### THE EXERCISE
Extract the rows below, starting at the row that contains "Drop a point on every instance of the shadow" and continuing through the last row, and reproduce each one without any change.

### AVAILABLE RECORDS
------------------------------------

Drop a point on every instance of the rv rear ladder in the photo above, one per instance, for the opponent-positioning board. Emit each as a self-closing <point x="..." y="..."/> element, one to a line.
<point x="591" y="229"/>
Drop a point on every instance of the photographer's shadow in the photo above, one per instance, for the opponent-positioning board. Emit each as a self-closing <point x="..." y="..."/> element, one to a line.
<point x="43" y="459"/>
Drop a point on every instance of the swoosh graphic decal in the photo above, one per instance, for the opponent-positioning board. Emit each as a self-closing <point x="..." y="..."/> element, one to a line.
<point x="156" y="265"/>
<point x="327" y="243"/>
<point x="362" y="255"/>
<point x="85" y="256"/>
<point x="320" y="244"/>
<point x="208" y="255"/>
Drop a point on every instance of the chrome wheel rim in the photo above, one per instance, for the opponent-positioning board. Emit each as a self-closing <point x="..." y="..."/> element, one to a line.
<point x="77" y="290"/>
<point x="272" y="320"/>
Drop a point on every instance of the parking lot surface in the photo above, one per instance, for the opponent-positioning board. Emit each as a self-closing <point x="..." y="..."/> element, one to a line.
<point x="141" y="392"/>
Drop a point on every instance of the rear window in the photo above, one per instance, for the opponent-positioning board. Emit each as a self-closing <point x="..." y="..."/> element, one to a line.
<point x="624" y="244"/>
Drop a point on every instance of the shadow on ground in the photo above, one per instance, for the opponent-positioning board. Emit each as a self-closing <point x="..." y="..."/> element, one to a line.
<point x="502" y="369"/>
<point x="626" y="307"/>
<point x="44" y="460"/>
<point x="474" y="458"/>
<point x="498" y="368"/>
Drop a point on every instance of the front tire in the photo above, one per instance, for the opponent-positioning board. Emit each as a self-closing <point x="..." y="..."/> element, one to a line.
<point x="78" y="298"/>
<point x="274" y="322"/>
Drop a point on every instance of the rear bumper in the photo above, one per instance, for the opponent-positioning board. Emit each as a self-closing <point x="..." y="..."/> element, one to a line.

------------------------------------

### THE OUTPUT
Drop a point on every instance of the shadow on ground in the photo above, one per instance, for the opponent-positioning board. Emit each as a self-closing <point x="..." y="..."/> element, one to a line.
<point x="502" y="369"/>
<point x="626" y="307"/>
<point x="44" y="460"/>
<point x="474" y="458"/>
<point x="498" y="368"/>
Drop a point on every instance of the front tire in the photo above, one per instance, for the opponent-positioning board. Emit each as a self-closing <point x="..." y="..."/> element, one to a line.
<point x="78" y="298"/>
<point x="274" y="322"/>
Drop a point on every instance of the rear bumper in the photo above, one per instance, for the opponent-positioning board. Emit each as a self-closing <point x="..." y="..."/> element, one to a line.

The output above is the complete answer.